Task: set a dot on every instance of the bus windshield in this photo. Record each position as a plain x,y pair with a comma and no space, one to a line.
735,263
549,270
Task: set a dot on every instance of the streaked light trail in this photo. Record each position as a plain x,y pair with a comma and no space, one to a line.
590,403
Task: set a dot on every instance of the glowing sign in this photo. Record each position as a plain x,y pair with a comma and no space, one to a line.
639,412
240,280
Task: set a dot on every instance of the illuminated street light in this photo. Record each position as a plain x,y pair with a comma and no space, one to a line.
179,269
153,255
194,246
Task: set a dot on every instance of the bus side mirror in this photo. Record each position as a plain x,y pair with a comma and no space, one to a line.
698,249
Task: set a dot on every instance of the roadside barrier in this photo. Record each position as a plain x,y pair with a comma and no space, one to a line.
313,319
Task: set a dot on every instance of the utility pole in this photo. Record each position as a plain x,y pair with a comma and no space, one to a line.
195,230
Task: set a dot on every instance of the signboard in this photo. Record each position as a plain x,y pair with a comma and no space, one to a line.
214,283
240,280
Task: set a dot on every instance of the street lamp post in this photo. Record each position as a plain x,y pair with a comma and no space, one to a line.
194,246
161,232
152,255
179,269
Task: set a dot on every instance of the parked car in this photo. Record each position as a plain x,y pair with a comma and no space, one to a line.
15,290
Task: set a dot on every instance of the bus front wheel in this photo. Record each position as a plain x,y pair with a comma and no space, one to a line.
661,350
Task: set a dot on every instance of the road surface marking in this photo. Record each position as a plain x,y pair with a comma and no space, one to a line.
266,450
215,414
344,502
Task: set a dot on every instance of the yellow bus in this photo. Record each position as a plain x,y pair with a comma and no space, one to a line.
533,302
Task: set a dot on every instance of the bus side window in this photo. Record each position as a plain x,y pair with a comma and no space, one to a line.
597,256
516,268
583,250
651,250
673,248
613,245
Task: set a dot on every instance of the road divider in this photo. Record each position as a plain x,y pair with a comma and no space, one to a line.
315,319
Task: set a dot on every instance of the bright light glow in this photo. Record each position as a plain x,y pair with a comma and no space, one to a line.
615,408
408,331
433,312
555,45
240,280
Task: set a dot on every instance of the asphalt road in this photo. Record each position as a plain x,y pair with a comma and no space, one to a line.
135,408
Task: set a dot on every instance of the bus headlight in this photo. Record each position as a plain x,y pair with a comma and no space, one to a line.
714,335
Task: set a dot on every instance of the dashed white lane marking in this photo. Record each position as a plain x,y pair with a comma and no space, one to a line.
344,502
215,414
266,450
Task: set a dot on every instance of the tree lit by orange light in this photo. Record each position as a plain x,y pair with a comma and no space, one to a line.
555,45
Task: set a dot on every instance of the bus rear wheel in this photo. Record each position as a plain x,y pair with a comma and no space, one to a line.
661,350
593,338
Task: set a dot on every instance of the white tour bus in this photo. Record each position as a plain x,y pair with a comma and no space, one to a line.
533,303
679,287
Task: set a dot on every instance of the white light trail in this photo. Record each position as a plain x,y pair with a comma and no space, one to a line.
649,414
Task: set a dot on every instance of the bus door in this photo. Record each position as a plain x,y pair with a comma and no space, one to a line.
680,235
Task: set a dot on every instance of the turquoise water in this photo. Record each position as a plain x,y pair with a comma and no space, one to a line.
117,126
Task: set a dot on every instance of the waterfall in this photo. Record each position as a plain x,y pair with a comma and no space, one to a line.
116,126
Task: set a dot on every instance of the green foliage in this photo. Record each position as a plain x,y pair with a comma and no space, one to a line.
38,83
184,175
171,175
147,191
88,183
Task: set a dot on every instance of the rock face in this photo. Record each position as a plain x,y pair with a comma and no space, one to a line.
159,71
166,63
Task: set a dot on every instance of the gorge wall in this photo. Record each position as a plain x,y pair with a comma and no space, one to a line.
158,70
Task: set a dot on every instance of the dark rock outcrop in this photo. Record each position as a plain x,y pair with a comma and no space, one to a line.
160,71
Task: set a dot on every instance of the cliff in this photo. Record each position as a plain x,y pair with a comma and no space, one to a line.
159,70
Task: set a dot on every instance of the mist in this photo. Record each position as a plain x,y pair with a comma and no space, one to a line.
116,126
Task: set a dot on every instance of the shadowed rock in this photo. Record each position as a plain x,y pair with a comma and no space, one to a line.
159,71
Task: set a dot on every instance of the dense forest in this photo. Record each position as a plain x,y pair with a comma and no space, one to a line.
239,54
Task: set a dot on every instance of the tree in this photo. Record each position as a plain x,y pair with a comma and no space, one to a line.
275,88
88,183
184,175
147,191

◆ ◆ ◆ ◆ ◆

What is required. The full set of entries, copied exactly, is the expected answer.

Written response.
Task: set a dot on every instance of the bus windshield in this photo. Record each position as a plain x,y pair with a comma and no space, one to a line.
735,263
549,270
Task: set a dot on every instance of the streaked light trail in this photo. Record each position as a plain x,y pair with a comma and no space, one to a line.
590,403
Task: set a dot on every instance of the glowing sign in this photo. Record each position as a plain x,y pair with a comma and no space, one to a line.
639,412
240,280
Task: set a dot on every instance of the illuminated street light in this photo. Record each position as a plain x,y pair with a comma and no space, one to a line.
179,269
153,255
194,246
Task: set a dot on every instance of the bus side mirror in this photo. Record each position as a plain x,y pair with a comma and no space, one to a line.
698,249
Task: set a dot on every instance of the roadside barrier in this photo. Record each position as a plain x,y pair with a comma and no space, one to a line.
313,319
Task: set a dot on every instance of the utility pole in this photo. Record each position as a plain x,y pair with a comma and no space, one to a line.
195,230
Task: set a dot on every instance of the signboard in this photo. Record each position as a plain x,y pair with a comma and no space, one to a line.
214,283
240,280
Task: set a dot on every instance of the street lamp post in this photo. Record each position as a plain x,y pair with a comma and no space, one to a line.
194,246
161,232
152,255
179,269
Task: set a dot on every instance of the parked car in this photo. Record each position as a plain x,y pair with a comma and no space, one to a line.
15,290
Task: set a dot on every instance of the bus front wheel in this photo. Record each position as a plain x,y pair with a comma and no space, one to a line.
661,350
Task: set a dot on every instance of the road surface marking in this photo. Record each position as a plain x,y pair with a comma and no space, one to a line.
266,450
215,414
344,502
Task: set a dot on every instance of the yellow bus in this photo. Record each position as a plain x,y pair with a comma and no space, one to a line.
533,302
Task: set a dot on every instance of the bus side window in this photo. Record each position as a plain x,y pair with a comma and no space, one to a line.
597,256
516,268
583,250
651,250
673,248
613,245
Task: set a dot on every instance of the road divider in this photo. Record each position as a plain x,y pair with a comma and no space, one to a line.
315,319
Task: set a dot on every instance of the bright light glow in this photo. Record each position as a plain x,y pair with a comma and no space, one to a line.
615,408
408,331
433,312
555,45
240,280
Task: set a dot on every instance of the asphalt road in this photo. Record each position as a plain x,y pair with a comma and no space, one to a line.
135,408
Task: set a dot on every instance of the bus headlight in this photo. Record each position as a plain x,y pair with a comma and no space, one to a line.
714,335
Task: set a dot on every instance of the dashed white lane marking in this photo. Record each position as a plain x,y pair with a comma and no space, one to a line.
344,502
215,414
266,450
Task: set a dot on every instance of the tree lit by orange light in this photo. Record each position as a plain x,y pair with a comma and no space, one to a line.
555,45
Task: set a dot on every instance of the bus rear wheel in this photo. Record each position as a plain x,y pair with a comma and no space, one to a line.
661,350
593,338
Task: set a dot on every instance of the white tour bus in this photo. Record each position as a plain x,y pair with a comma and no space, one to a line.
533,303
679,287
Task: set a dot on every instance of the white light trail in this photo. Record each position as a plain x,y pair with a comma and no space, one to a line.
649,414
Task: set a dot on every instance of the bus door in this photo. Record each position as a plain x,y pair with a comma and no space, one to a line.
680,235
Task: set a dot on every instance of the turquoise water in this photo. Record each position as a plain x,y pair with a comma and no space, one to a line.
117,126
Task: set a dot on every instance of the waterfall in this photo. Record each position as a plain x,y pair with a comma and no space, one to a line.
116,126
Task: set a dot on every instance of the green foliage in this photo. Record each position as a plain x,y pair with a comma and no space, one to a line.
38,83
184,175
171,175
147,191
88,183
Task: set a dot on every instance of the rock face in this photo. Record each position as a plain x,y pair with a comma and no space, one to a line.
159,71
166,63
Task: set a dot on every instance of the gorge wall in this photo. Record each position as a plain x,y pair with a comma and no space, one to a line.
158,70
Task: set a dot on every instance of the dark rock outcrop in this photo. Record each position as a plain x,y pair with a comma and no space, one to a line.
160,71
Task: set a dot on every instance of the cliff in this photo. Record each position as a plain x,y pair with a comma and no space, one to a line.
159,70
Task: set a dot on every instance of the mist in this photo. Record each position as a plain x,y pair with a comma and no space, one to a line.
116,126
Task: set a dot on every instance of the shadowed rock in this photo. Record each position as a plain x,y pair with a comma and no space, one to a line.
159,71
Task: set a dot on every instance of the dense forest in this photo. Record each position as a plain x,y pair with a comma and no space, one to a line.
239,54
Task: set a dot on every instance of the tree in this photo. Record each position as a plain x,y pair with a comma and no space, one to a line.
275,88
88,183
184,175
147,191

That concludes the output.